Written problem — Exactly transcribe the span of lines from the one containing "obj: sunglasses frame => bbox" through the final line of the entries, inclusive, and nothing outside it. Exclude the pictures.

----- Records -----

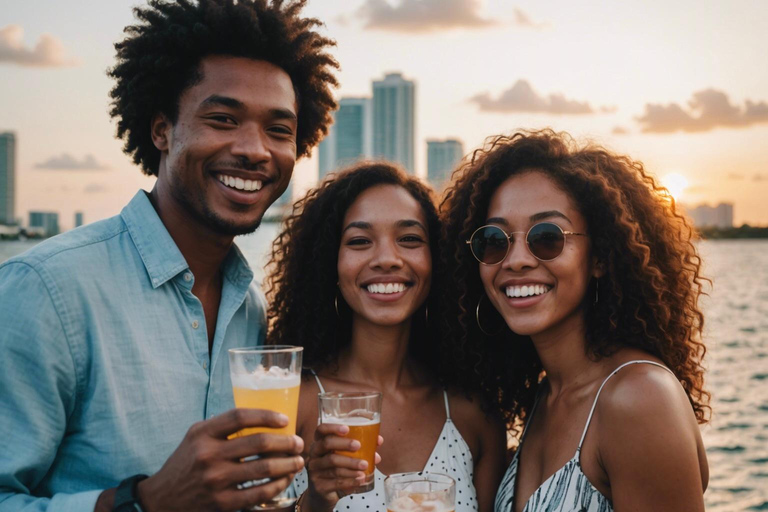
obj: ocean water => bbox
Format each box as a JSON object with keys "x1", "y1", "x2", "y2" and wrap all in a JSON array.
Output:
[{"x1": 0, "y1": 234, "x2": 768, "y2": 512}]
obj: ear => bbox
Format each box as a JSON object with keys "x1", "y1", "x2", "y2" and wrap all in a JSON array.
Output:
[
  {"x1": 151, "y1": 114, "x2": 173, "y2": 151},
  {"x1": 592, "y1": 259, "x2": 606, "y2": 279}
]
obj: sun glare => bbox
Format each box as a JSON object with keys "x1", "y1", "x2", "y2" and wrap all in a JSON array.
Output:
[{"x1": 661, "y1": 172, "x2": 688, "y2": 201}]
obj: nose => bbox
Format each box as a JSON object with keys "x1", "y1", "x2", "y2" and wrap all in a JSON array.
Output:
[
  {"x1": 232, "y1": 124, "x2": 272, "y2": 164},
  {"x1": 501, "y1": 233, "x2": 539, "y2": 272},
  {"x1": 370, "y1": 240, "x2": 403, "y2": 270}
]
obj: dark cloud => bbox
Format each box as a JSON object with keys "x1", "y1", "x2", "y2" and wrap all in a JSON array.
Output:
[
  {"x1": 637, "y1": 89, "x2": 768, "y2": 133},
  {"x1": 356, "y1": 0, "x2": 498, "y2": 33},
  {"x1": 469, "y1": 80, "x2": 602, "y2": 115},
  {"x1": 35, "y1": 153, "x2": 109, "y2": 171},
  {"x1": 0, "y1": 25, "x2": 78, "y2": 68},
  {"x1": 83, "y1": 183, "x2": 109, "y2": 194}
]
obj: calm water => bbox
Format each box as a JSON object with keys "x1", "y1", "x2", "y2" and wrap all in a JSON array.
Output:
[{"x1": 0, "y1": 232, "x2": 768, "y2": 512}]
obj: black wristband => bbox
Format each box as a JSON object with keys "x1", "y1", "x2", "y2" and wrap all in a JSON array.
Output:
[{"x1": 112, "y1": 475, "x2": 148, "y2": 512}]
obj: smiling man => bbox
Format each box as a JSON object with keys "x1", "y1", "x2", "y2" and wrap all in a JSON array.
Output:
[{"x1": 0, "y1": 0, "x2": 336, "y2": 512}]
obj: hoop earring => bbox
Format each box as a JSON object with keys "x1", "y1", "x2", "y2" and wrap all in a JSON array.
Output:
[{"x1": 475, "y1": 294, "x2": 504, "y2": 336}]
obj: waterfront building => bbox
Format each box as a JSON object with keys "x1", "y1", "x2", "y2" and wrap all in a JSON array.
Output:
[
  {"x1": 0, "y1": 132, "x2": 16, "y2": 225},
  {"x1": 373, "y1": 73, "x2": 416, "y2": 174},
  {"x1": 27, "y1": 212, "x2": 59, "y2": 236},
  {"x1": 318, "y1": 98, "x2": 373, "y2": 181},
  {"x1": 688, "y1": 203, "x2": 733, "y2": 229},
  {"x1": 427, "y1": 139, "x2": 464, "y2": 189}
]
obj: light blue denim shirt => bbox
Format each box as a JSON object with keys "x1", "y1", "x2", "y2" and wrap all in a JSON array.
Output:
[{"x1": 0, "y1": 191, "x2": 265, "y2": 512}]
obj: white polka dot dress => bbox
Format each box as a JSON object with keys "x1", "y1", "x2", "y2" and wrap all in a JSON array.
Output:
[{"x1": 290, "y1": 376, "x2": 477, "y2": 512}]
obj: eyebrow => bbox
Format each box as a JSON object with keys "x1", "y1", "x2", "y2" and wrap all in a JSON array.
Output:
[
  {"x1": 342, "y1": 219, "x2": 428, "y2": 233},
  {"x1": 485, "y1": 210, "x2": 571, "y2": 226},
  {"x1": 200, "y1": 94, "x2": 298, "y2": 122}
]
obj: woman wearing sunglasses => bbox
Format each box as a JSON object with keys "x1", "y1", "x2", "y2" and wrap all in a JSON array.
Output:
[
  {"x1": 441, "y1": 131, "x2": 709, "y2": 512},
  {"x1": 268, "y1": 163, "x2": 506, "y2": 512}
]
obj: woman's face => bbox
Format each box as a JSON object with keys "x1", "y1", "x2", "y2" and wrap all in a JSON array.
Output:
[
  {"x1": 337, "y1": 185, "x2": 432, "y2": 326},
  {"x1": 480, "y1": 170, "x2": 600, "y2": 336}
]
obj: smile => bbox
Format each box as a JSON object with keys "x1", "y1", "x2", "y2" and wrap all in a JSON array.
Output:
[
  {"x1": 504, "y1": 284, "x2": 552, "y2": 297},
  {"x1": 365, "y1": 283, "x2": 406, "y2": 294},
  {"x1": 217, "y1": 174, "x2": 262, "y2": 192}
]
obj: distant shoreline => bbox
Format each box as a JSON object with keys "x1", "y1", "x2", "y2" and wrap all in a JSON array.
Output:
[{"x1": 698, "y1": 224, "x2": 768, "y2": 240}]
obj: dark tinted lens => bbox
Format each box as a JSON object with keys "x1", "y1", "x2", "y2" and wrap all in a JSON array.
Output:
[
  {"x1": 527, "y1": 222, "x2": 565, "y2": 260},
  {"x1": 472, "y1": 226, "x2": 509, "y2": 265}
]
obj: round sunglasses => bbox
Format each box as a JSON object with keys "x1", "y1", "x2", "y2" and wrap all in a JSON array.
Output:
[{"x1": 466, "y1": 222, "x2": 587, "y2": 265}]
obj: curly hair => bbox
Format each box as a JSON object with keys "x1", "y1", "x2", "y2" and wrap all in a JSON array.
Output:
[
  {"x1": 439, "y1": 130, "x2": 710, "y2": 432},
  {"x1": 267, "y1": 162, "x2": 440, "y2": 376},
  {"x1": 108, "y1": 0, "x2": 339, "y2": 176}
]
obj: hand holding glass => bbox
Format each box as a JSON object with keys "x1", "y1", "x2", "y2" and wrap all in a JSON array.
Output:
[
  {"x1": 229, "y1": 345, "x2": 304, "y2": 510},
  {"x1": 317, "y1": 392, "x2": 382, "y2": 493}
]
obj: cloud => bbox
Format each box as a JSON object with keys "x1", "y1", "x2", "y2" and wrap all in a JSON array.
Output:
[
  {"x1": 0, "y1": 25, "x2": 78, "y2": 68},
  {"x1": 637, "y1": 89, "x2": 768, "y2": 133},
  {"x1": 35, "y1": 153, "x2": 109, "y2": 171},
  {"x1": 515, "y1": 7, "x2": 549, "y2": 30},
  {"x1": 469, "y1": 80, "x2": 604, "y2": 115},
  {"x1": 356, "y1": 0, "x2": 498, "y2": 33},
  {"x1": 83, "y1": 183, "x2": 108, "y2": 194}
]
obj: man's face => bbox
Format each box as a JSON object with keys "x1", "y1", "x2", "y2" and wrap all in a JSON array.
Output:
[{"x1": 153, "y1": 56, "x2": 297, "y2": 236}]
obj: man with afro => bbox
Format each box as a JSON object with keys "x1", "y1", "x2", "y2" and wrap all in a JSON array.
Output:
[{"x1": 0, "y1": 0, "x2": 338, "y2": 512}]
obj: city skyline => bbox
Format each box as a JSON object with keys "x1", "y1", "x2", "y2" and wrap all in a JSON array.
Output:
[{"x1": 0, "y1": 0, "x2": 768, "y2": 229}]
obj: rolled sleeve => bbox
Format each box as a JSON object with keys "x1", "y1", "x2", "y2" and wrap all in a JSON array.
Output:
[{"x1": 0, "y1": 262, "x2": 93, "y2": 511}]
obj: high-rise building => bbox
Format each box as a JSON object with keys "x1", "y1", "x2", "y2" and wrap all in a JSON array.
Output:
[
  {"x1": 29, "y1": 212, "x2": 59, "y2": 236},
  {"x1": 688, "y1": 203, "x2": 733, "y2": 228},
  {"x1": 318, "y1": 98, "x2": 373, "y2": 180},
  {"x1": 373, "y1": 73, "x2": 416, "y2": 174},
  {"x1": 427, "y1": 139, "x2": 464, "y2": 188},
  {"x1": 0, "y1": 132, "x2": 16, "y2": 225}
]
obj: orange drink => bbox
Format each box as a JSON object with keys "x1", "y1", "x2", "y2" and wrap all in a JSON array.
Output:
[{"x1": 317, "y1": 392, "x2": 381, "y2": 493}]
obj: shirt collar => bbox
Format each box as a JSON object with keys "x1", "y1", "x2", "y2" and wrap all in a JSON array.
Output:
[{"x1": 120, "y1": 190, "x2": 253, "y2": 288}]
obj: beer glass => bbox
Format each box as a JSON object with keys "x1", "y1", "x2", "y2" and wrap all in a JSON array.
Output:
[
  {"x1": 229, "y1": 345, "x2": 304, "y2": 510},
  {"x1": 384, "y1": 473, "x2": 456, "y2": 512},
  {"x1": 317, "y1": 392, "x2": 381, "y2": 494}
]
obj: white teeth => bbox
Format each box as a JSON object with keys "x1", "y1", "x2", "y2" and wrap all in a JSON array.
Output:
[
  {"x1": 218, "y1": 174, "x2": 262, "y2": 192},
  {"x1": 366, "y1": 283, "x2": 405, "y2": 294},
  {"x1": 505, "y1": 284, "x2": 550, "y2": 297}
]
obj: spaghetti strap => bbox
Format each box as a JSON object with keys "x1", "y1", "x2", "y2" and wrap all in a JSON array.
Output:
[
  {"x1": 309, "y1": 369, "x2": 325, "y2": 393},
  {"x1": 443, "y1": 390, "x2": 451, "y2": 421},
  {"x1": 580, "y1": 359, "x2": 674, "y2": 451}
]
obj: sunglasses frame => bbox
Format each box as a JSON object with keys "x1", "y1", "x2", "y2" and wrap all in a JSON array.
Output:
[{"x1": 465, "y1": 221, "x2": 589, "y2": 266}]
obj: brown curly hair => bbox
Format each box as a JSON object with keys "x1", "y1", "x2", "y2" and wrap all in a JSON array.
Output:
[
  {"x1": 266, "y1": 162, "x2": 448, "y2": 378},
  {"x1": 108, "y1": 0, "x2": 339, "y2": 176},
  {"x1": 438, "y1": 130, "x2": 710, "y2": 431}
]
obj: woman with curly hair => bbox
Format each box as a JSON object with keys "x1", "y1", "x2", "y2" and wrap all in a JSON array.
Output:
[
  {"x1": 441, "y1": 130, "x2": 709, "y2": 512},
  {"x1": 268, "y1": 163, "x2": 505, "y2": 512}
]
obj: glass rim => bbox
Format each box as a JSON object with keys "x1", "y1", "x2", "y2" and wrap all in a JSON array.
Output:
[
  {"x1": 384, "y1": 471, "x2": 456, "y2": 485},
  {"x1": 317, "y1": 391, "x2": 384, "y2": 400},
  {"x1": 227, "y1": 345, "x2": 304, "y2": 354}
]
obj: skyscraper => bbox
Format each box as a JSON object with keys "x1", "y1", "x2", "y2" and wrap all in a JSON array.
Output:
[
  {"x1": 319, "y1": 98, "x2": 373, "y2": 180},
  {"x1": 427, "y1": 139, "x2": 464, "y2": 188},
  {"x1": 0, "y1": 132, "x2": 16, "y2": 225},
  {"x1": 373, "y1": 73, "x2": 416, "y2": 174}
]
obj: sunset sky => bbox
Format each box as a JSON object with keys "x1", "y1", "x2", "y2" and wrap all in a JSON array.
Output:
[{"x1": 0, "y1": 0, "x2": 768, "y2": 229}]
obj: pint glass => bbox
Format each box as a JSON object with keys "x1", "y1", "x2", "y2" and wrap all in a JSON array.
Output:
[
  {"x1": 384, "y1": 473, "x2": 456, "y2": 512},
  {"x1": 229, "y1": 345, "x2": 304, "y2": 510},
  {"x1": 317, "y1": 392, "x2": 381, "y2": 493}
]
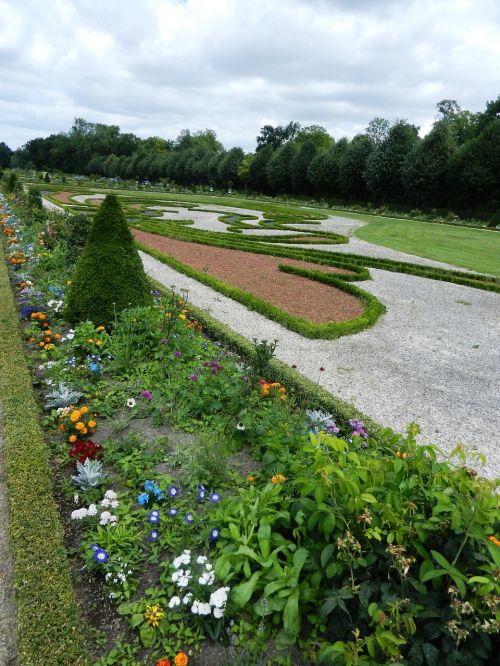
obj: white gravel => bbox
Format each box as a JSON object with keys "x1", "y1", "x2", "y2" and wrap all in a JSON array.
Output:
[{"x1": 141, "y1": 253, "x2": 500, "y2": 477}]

-----

In response —
obj: sunglasses frame => bbox
Format each box as a JSON object with keys "x1", "y1", "x2", "y2" and wrap all in a JSON array.
Output:
[{"x1": 465, "y1": 221, "x2": 589, "y2": 266}]
obj: brown curly hair => bbox
Format each box as a JSON object with keys "x1", "y1", "x2", "y2" and wrap all in a JSON array.
Output:
[
  {"x1": 266, "y1": 162, "x2": 448, "y2": 378},
  {"x1": 108, "y1": 0, "x2": 339, "y2": 176},
  {"x1": 438, "y1": 130, "x2": 710, "y2": 431}
]
obj: woman with curly hair => bbox
Format each box as a JSON object with keys "x1", "y1", "x2", "y2" and wrap all in a JSON array.
Output:
[
  {"x1": 441, "y1": 130, "x2": 709, "y2": 512},
  {"x1": 268, "y1": 163, "x2": 505, "y2": 512}
]
obj: glass rim => bbox
Format each box as a JSON object with keys "x1", "y1", "x2", "y2" and wrap all in a JSON array.
Output:
[
  {"x1": 384, "y1": 471, "x2": 456, "y2": 485},
  {"x1": 317, "y1": 391, "x2": 384, "y2": 400},
  {"x1": 227, "y1": 345, "x2": 304, "y2": 354}
]
obj: skyscraper => bbox
Format each box as a JSON object with keys "x1", "y1", "x2", "y2" and wrap all in a JSON array.
Output:
[
  {"x1": 319, "y1": 98, "x2": 373, "y2": 180},
  {"x1": 427, "y1": 139, "x2": 464, "y2": 188},
  {"x1": 0, "y1": 132, "x2": 16, "y2": 225},
  {"x1": 373, "y1": 73, "x2": 416, "y2": 174}
]
obj: sunset sky => bbox
Format each box as a JSON object with keys "x1", "y1", "x2", "y2" and wrap all in a JSON array.
Output:
[{"x1": 0, "y1": 0, "x2": 768, "y2": 229}]
obj: pint glass => bbox
Format each box as a JSON object with keys "x1", "y1", "x2", "y2" and wrap all in a JSON array.
Output:
[
  {"x1": 384, "y1": 473, "x2": 456, "y2": 512},
  {"x1": 229, "y1": 345, "x2": 304, "y2": 510},
  {"x1": 317, "y1": 392, "x2": 381, "y2": 493}
]
obj: white gravel => bbox
Format each box as a JSON object with keys "x1", "y1", "x2", "y2" and wrap all in a JSON array.
Output:
[{"x1": 141, "y1": 253, "x2": 500, "y2": 477}]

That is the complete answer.